DESCRIPTION OF THE TASK:
Please convert the data from the line holding "Note: the class marks the helicopter main" through the end of the data, inclusive, into a two-column CSV headed text and points, with one row per class. Put the note and its coordinates each in a single quoted field, turn line breaks into spaces, and leave out the pictures.

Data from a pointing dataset
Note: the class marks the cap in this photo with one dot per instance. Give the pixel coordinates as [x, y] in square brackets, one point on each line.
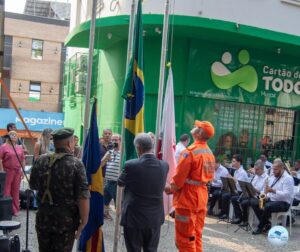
[62, 133]
[207, 127]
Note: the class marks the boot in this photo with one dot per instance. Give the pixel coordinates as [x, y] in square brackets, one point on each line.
[106, 213]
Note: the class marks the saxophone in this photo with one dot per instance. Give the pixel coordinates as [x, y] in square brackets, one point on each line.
[263, 196]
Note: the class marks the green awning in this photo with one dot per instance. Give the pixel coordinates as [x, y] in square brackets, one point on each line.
[111, 30]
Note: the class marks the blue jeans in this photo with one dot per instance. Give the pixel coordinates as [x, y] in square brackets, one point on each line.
[110, 192]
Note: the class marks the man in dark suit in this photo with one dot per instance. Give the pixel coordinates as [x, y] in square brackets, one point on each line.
[142, 207]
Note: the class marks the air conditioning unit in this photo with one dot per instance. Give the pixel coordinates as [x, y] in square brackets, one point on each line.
[80, 83]
[72, 76]
[82, 62]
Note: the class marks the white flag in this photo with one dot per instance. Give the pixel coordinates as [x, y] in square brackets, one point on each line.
[168, 138]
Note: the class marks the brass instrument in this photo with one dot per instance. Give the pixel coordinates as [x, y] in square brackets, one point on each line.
[263, 196]
[288, 167]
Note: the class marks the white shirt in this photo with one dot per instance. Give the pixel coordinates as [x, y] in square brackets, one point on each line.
[259, 182]
[240, 175]
[269, 164]
[297, 192]
[179, 148]
[284, 188]
[298, 175]
[113, 166]
[220, 172]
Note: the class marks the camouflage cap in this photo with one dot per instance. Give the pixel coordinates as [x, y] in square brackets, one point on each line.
[62, 133]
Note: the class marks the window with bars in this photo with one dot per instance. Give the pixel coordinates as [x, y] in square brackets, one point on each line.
[35, 91]
[251, 130]
[37, 49]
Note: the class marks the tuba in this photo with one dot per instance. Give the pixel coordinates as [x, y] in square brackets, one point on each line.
[263, 196]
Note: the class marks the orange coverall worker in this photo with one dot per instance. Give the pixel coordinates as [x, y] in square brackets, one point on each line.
[195, 169]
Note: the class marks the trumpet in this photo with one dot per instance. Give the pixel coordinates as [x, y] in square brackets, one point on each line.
[263, 196]
[262, 200]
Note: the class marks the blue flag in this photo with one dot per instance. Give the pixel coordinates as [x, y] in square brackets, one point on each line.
[91, 239]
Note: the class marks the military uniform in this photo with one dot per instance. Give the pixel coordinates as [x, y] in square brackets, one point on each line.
[60, 180]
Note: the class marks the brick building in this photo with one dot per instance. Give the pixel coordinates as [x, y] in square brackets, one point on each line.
[33, 61]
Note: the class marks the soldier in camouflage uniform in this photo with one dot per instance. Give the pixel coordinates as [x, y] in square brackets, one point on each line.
[63, 195]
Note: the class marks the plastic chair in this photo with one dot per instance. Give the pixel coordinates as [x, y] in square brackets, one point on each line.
[252, 219]
[284, 215]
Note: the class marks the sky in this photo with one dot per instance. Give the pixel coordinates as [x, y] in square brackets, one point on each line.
[16, 6]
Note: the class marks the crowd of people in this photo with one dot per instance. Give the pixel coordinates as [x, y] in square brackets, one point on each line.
[273, 191]
[201, 186]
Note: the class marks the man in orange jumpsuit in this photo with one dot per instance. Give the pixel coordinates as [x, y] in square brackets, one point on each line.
[195, 169]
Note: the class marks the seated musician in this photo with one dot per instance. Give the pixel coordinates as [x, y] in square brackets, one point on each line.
[241, 203]
[280, 194]
[216, 185]
[296, 172]
[240, 174]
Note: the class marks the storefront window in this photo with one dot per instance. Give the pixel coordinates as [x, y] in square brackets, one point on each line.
[251, 130]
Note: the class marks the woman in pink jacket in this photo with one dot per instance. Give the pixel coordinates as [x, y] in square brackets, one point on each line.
[11, 165]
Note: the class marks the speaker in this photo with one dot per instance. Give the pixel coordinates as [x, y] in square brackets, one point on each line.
[5, 208]
[2, 183]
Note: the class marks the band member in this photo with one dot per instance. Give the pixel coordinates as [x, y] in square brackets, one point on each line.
[216, 185]
[279, 193]
[241, 203]
[195, 169]
[239, 175]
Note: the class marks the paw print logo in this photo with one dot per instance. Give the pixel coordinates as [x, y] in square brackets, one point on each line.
[245, 77]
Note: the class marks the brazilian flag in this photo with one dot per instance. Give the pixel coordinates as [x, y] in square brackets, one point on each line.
[133, 91]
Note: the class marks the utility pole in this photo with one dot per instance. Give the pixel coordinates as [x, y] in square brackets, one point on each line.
[90, 71]
[2, 18]
[164, 50]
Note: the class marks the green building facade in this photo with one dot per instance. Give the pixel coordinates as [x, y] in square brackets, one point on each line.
[245, 80]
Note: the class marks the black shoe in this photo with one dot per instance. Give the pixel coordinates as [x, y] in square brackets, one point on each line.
[236, 221]
[210, 212]
[267, 227]
[219, 214]
[244, 224]
[257, 231]
[223, 217]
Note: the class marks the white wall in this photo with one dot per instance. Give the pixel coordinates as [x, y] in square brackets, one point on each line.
[270, 14]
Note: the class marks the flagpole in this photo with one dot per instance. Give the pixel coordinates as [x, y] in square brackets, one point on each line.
[119, 189]
[90, 71]
[164, 49]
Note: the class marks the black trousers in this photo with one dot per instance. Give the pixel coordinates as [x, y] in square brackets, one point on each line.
[240, 206]
[136, 239]
[216, 193]
[270, 207]
[225, 201]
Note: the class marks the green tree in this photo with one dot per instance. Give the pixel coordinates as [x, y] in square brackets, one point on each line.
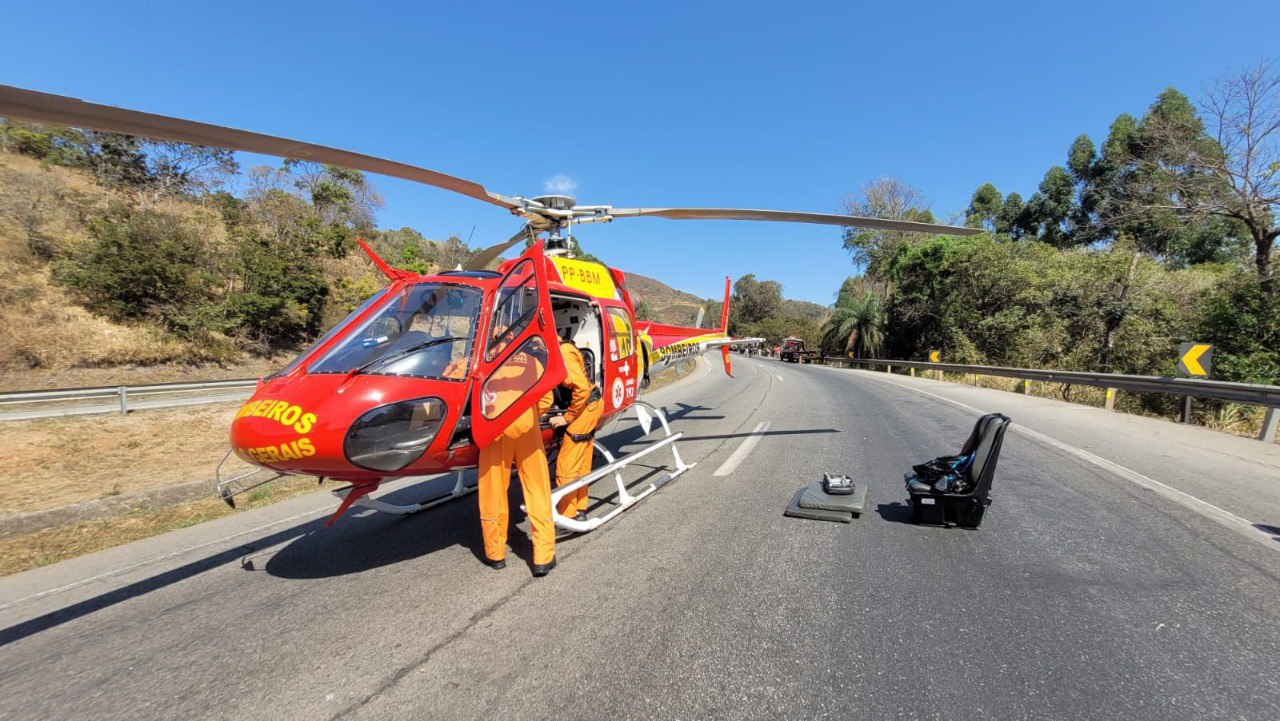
[856, 323]
[984, 208]
[890, 199]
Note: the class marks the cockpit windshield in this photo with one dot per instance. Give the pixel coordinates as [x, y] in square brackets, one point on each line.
[424, 331]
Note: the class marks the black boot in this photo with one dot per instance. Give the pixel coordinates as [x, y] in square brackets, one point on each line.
[543, 569]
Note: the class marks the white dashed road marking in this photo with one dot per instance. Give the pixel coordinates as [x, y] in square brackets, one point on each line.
[740, 455]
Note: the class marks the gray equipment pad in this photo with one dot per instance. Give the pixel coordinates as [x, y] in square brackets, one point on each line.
[798, 511]
[813, 497]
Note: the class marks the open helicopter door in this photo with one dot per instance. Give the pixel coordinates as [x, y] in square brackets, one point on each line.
[519, 354]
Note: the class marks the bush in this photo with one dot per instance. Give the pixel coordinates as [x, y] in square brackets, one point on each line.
[144, 264]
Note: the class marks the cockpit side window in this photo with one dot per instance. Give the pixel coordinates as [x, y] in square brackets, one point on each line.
[513, 309]
[425, 331]
[328, 336]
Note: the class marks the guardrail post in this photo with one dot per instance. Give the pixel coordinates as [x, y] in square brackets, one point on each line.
[1270, 424]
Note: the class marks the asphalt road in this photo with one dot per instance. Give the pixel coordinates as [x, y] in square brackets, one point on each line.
[1125, 570]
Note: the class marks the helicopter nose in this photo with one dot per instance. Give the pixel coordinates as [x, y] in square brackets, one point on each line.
[274, 432]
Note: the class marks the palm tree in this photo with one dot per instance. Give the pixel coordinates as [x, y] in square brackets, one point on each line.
[856, 323]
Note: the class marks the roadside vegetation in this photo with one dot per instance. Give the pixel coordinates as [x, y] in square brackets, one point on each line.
[1162, 233]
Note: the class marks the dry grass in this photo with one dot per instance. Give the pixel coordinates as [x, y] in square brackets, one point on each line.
[49, 546]
[45, 464]
[1237, 419]
[42, 211]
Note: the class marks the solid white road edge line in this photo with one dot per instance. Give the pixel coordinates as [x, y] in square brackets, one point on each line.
[328, 509]
[731, 464]
[1203, 507]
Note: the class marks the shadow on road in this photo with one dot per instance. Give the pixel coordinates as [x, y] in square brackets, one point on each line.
[357, 542]
[896, 511]
[147, 585]
[803, 432]
[361, 541]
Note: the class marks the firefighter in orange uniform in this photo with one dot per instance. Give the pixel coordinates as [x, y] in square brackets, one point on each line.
[521, 443]
[579, 423]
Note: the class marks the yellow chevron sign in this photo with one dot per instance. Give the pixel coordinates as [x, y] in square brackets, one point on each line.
[1196, 360]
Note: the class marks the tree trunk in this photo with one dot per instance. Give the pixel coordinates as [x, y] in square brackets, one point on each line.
[1116, 318]
[1262, 242]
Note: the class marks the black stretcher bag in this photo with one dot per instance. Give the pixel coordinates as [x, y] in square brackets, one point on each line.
[956, 489]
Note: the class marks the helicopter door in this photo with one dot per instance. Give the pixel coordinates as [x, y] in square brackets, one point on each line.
[519, 357]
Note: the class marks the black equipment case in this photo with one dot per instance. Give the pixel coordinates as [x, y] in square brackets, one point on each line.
[956, 489]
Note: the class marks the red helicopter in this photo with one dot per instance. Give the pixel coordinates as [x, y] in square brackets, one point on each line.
[400, 388]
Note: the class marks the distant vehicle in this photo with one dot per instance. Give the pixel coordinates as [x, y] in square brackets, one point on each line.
[792, 351]
[433, 368]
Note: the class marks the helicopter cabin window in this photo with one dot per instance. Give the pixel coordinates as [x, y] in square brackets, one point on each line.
[424, 331]
[621, 342]
[332, 332]
[513, 309]
[513, 378]
[577, 322]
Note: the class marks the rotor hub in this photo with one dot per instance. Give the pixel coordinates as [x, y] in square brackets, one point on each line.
[556, 201]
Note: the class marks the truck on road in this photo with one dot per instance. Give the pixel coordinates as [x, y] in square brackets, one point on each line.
[792, 351]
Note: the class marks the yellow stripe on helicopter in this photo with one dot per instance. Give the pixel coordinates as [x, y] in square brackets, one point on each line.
[590, 278]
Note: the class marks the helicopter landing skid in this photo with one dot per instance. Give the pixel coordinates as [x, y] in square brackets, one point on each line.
[645, 414]
[458, 491]
[228, 488]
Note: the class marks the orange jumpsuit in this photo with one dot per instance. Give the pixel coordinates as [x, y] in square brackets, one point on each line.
[520, 445]
[583, 416]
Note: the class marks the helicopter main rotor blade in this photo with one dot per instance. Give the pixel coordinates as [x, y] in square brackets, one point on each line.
[492, 252]
[62, 110]
[790, 217]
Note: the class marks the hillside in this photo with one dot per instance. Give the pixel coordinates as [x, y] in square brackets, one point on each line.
[109, 284]
[663, 302]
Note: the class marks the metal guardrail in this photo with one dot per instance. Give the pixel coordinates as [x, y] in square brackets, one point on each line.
[1256, 395]
[119, 393]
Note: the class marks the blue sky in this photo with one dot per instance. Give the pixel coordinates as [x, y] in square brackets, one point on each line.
[782, 105]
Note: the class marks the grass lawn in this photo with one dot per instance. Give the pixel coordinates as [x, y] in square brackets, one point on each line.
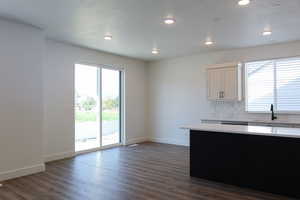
[82, 116]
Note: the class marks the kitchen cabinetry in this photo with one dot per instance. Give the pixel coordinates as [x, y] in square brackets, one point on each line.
[224, 82]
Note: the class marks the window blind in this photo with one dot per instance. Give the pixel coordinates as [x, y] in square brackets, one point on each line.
[274, 82]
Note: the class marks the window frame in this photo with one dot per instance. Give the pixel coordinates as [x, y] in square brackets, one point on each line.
[275, 88]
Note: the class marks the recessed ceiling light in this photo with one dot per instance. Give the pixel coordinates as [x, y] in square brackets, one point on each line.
[107, 37]
[209, 42]
[169, 20]
[267, 32]
[243, 2]
[155, 51]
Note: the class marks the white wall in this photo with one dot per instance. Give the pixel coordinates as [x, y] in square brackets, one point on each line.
[59, 95]
[21, 99]
[177, 91]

REPLY TO THE TASK:
text,points
"Note: the class marks the helicopter main rotor blade in this photo with one dot per instance. Give the pixel coordinates as [x, y] in square brackets, one point on each line.","[492, 252] [62, 110] [790, 217]"
"Note: the class marks the hillside in this photo with one dot per instance. Give the pixel coordinates as [x, y] in square brackets, one point on each line.","[109, 284] [663, 302]"
"Note: the class marks the metal guardrail in this photo with one dot per instance. Give the pixel coordinates as [x, y] in square brackets, one point on each line.","[1256, 395] [119, 393]"
"Note: the class marks the blue sky in this photo with one dot per instance. Give the pixel coordinates as [x, y] in square brackets, one point on each line.","[782, 105]"
"Note: the class marks the grass lawn in this photo with one dot per instance. Give the pixel coordinates as [x, y] in square brackets, one point on each line.","[82, 116]"
"Note: the class marks the kitchen cabinetry in this photo with one dot per instance. Give the pixel coordinates as [x, y] in square brackets, one point on each line.","[224, 82]"
"Note: the class marks the window blind in this photo with one dot per instance. Give the pixel coordinates as [x, y] in square brackets, one point on each line.","[274, 82]"
"Note: the class marks the window frame in this photo with one dot per instance. Give the pixel coordinates as [x, y] in square brackets, one point on each line.","[275, 88]"
"Note: the class marks the recessed ceiling light in this photo with one dot per instance. Give the pixel coordinates as [x, y] in square brackets, one point on each line.","[107, 37] [209, 42] [169, 20] [267, 32] [243, 2] [155, 51]"
"Note: the class marks the white wall in this photo with one dot per instance. Give the pixel coordinates as [x, y] in square brackets, one point on each line.","[59, 95] [21, 99] [177, 91]"